> **Requirement**: In the listing below, transcribe the line that contains "Where can the mossy" and all lines following it, ending with the last line. Add nothing.

________________________________________

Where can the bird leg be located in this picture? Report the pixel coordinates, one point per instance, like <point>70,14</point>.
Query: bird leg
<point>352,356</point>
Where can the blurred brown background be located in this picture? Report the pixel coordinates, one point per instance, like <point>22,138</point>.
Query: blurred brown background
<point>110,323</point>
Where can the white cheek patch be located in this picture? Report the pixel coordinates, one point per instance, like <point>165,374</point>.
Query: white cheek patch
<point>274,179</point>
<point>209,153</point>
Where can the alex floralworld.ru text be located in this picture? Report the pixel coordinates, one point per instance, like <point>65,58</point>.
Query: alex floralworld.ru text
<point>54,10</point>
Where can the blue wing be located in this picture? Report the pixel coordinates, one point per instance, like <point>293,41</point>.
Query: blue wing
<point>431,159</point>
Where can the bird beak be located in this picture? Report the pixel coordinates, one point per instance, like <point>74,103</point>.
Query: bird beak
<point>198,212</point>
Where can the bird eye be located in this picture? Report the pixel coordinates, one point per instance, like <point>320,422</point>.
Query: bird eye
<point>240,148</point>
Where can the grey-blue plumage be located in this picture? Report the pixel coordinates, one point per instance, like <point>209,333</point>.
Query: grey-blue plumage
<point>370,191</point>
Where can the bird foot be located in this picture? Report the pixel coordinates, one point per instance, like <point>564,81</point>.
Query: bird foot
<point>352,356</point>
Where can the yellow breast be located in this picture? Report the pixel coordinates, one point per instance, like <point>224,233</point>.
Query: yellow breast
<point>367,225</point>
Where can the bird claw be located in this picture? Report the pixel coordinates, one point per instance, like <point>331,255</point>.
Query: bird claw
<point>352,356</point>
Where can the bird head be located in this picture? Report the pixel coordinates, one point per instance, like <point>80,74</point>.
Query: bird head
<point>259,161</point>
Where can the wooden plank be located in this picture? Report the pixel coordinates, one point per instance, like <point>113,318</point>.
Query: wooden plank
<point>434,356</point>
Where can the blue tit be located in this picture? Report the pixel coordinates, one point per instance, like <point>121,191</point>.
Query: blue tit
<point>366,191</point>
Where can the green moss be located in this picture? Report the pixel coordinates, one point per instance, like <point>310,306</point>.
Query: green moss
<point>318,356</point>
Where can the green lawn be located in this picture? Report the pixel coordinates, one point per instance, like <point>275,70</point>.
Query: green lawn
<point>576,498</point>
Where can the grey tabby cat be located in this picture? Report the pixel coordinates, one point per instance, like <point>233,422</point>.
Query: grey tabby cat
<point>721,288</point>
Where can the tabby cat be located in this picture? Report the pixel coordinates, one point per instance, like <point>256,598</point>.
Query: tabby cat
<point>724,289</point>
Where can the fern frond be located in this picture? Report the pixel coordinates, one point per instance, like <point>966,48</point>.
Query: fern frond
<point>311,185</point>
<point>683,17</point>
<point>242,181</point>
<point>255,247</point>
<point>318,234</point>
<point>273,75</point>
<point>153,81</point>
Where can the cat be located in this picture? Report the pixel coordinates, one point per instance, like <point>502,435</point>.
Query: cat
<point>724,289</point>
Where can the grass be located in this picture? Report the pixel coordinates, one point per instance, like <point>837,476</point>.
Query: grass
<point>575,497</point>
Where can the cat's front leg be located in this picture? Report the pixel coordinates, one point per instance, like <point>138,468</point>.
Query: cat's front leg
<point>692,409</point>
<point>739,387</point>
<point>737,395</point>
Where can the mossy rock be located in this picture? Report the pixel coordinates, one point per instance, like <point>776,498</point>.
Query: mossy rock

________________________________________

> **Task result**:
Where can the mossy rock be located in this picture? Report the pixel coordinates, one point per instance, like <point>776,498</point>.
Query: mossy rock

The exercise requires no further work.